* _Brief_: From the jewelry chest thread, list every distinct username that appears as a post heading, naming each one only once.

* _Document_:

** Start **

# Alternative Methods - Jewelry Chest



## Longknife (Oct 25, 2010)

Ok, so I finally came around to start this project (I've been busy reading Kenbo's tutorials :laughing

This is what I will try to accomplish (I belive frankp called it #3)









I found some rowanwood slabs I thought would be nice for this project









In old times rowan was belived to have magic properties, it was common when making tools or appliances to make at least some part of it from rowan to give it luck.

Enough of history, time to get to work. My first modification of the plan was to convert the dimensions to metric units. I rounded off the figures so my chest will be 40 cm tall, 20 cm wide and 15 cm deep.

I cut off a 90 cm piece to give me two 40 cm pieces and some play.

I used my sliding table to saw a straight edge on the board. Then I used the TS fence to rip it to 21 cm width.









When checking the board with winding sticks I noticed it was a bit warped. If I would joint that board I would lose a lot of material so i cut it in two 45 cm pieces.


----------



## Longknife (Oct 25, 2010)

These push pads are made from plastic masonry tools.









On one I glued sand paper and on the other added a heel.









Hera are the boards jointed, edge jointed and planed to 34 mm thickness.









Next step is to resaw these to four 17 mm boards. I set up my bandsaw for resawing.........









The boards are then planed to 15 mm thickness, except for one which I plane down to 12 mm - why I'll come back to later.


----------



## Longknife (Oct 25, 2010)

I checked my cross-cut fence for square









Then I cut the pices to length. From the three 15 mm boards I cut two 40 cm pieces and two 19 cm pieces. From the 12 mm board I cut two 18 cm pieces.









When that was accomplished I set up my shaper to cut the rabbets at the ends of the side pieces.

My next modification of the plan was to cut a rabbet for the back as well. The plan advocated a groove to insert the back but I found that unnessesarely awkward. I will use 7 mm plywood for the back so I made the rabbet 7.5 mm deep.









Here are the pieces for the box with the rabbets made.









A dry fit showed no errors so far.









Thats it for today, will come back with installing the shelves.


----------



## johnnie52 (Feb 16, 2009)

Looking real nice.

This is going to be a good one to watch. I've already seen a few differences just in the machines compared to the same machine in the US.:thumbsup:


----------



## Kenbo (Sep 16, 2008)

Very nice so far. It looks great. The only problem is that I didn't get these plans and I agreed to do all of the projects. Looks like I'll have to contact Frank and get the plans for this one. Looking forward to following this one.


----------



## johnnie52 (Feb 16, 2009)

Ken

If you followed the links in the original Alternative Methods post in the general area, the first jewelry box that comes up is the one he's making. You had to click through about 3 or 4 options to get to the ones we built and that Frank finally posted the picture and supplied the plans to built.

Longknife

don't let the difference in plans stop you.. keep building and posting. I'd love to watch your work.


----------



## lawrence (Nov 14, 2009)

that is some awsome looking wood...looking foward to this for sure


----------



## frankp (Oct 29, 2007)

** End **

* _Provided information_:
** Start **

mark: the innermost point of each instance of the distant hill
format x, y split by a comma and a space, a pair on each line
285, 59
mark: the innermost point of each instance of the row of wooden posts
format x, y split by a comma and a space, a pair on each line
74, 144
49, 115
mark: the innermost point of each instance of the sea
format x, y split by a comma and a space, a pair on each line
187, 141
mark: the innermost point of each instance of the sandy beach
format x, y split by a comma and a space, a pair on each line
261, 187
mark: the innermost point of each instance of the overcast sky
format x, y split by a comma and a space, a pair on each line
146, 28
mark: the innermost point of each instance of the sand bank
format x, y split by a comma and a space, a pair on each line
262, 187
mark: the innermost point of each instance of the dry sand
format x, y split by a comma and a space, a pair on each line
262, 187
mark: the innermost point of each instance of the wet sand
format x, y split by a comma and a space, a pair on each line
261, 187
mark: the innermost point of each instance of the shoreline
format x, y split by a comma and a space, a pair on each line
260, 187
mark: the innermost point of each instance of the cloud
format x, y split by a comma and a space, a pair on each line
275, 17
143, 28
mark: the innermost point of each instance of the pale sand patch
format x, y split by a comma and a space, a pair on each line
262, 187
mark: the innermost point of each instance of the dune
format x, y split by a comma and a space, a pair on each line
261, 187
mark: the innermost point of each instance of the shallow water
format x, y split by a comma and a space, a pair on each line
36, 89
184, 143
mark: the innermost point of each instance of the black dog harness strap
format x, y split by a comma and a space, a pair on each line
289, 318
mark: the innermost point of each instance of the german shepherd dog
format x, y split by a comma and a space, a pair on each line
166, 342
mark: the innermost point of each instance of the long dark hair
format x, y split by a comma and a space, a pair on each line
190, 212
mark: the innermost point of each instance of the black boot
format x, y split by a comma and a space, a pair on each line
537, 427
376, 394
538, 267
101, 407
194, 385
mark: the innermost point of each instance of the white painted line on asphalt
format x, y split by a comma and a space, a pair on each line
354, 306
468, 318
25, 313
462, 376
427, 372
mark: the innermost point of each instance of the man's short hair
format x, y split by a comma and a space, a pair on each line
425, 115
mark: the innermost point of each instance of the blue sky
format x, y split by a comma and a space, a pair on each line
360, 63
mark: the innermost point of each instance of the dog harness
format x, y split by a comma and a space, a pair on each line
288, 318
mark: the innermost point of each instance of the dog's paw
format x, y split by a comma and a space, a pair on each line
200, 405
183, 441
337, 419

** End **

* _Answer to this problem_:
Longknife
johnnie52
Kenbo
lawrence
frankp